▸ **What you should do**
Every line with "sunglasses" in it should be copied from the data.

[Supplied material — start]

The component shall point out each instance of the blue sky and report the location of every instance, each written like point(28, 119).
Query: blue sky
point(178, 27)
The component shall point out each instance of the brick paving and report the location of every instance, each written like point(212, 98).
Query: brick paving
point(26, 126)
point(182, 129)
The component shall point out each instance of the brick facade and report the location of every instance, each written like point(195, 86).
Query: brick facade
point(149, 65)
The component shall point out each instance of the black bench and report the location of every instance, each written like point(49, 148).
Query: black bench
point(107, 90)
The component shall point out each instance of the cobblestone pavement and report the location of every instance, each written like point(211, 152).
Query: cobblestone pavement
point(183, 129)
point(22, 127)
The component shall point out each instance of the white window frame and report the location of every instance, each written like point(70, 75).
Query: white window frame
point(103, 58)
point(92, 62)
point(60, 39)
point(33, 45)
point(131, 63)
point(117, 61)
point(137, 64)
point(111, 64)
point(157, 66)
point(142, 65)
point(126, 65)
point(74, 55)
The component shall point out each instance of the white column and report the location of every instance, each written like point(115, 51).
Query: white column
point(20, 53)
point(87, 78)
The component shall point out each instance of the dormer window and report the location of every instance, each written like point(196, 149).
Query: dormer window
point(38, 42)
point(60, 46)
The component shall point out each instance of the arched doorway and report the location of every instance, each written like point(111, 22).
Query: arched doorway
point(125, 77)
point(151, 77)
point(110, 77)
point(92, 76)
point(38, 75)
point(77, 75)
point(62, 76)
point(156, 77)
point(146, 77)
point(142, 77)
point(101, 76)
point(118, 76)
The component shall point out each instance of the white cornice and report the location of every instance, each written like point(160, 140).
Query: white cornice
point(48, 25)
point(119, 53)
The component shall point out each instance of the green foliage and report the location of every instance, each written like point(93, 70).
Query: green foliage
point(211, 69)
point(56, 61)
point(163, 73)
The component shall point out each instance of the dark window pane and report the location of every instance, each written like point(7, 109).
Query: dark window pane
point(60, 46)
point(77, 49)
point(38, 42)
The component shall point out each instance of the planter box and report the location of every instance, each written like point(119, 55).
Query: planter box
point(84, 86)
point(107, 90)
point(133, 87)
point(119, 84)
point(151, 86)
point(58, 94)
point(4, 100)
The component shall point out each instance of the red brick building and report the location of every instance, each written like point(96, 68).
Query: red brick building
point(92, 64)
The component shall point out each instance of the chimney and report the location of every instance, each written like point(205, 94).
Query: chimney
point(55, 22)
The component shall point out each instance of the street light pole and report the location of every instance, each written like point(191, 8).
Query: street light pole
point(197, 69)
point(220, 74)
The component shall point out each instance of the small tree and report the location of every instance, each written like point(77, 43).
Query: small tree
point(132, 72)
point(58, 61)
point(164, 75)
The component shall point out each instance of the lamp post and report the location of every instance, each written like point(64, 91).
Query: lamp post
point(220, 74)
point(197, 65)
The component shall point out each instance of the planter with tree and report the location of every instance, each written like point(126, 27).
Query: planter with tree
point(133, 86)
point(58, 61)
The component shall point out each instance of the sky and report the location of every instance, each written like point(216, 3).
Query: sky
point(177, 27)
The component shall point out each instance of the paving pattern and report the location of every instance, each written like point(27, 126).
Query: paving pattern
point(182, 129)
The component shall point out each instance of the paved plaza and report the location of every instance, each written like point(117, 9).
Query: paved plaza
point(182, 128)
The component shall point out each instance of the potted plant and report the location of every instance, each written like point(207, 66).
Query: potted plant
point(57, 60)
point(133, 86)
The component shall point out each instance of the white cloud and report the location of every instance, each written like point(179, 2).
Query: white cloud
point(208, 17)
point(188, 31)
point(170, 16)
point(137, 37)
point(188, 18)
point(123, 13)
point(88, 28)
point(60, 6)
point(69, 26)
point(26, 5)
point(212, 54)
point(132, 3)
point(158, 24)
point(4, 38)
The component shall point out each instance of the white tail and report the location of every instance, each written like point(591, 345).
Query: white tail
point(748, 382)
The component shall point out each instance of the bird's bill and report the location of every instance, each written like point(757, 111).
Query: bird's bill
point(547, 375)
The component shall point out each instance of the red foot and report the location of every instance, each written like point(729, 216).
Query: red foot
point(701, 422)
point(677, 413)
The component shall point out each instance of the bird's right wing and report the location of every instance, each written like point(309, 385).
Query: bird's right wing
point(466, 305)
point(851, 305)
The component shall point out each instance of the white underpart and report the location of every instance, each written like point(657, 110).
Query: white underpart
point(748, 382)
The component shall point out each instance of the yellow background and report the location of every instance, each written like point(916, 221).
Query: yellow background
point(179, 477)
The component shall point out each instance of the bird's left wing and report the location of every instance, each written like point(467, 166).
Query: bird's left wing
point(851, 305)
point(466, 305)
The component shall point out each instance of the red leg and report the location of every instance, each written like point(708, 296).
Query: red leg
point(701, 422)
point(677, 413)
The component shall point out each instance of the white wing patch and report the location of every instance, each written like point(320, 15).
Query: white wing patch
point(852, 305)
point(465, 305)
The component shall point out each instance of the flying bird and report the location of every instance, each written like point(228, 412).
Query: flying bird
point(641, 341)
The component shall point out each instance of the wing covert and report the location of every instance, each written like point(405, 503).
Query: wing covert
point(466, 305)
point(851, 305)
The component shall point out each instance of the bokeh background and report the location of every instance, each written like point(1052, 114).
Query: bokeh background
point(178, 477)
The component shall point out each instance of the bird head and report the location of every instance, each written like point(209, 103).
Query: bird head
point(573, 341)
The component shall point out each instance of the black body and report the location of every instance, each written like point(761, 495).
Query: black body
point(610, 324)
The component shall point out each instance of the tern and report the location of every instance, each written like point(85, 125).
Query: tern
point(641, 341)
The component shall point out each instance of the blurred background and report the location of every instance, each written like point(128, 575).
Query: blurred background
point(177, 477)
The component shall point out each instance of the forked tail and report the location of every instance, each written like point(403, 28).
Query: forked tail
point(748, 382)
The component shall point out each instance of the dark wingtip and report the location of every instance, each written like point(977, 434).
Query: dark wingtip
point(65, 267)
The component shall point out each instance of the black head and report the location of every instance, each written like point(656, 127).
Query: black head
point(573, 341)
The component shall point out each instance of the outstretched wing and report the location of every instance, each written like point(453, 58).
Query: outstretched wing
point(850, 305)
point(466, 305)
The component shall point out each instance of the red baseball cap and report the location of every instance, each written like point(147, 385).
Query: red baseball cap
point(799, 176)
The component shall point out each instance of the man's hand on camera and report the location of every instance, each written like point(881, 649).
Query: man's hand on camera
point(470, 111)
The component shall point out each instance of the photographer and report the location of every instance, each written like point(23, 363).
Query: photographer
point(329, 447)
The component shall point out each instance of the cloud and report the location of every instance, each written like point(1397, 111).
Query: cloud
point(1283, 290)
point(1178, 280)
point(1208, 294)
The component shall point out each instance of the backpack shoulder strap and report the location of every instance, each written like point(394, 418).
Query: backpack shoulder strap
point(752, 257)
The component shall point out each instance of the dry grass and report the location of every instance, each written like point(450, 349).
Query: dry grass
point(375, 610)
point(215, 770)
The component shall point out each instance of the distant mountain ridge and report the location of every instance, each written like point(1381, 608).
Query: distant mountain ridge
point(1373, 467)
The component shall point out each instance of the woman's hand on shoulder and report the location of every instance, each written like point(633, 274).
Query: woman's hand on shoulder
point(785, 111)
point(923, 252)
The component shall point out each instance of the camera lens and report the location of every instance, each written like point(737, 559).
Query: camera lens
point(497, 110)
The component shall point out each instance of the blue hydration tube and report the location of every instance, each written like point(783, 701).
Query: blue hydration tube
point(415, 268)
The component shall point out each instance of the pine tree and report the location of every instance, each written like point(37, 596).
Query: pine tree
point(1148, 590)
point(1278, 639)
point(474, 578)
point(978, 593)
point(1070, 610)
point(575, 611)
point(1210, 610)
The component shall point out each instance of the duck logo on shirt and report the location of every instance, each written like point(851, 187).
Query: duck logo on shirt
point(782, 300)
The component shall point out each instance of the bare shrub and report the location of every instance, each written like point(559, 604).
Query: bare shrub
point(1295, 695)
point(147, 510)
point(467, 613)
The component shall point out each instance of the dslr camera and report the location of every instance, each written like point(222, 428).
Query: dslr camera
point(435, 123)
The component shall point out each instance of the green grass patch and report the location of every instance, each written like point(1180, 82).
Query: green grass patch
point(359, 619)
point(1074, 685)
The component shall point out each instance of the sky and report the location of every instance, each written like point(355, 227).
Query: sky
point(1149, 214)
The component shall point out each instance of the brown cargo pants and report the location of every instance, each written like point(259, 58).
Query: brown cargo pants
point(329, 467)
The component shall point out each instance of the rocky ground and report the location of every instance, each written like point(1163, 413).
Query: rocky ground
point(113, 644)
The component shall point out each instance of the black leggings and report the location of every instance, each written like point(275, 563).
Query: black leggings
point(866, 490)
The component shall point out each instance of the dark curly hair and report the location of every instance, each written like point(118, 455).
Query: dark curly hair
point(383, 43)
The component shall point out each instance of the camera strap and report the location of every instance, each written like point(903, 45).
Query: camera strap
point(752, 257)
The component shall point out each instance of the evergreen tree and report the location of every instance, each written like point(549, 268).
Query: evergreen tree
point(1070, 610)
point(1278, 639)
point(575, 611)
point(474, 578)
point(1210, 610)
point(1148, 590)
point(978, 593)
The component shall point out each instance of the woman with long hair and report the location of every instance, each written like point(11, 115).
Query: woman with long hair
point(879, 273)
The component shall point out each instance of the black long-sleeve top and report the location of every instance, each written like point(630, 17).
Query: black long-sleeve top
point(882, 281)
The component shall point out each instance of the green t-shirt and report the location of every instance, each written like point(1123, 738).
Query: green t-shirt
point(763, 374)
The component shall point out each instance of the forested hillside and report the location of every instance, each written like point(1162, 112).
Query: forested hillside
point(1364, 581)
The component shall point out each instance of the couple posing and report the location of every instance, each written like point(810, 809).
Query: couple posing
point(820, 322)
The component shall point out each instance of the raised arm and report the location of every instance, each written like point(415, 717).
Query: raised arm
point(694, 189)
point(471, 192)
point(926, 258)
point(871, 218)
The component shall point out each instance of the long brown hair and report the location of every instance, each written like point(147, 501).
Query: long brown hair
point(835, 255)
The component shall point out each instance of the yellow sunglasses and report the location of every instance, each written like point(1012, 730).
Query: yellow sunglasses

[Supplied material — finish]

▸ **Answer below**
The component shall point out each instance of the yellow sunglasses and report the location of every instance, each written like point(1012, 730).
Query: yellow sunglasses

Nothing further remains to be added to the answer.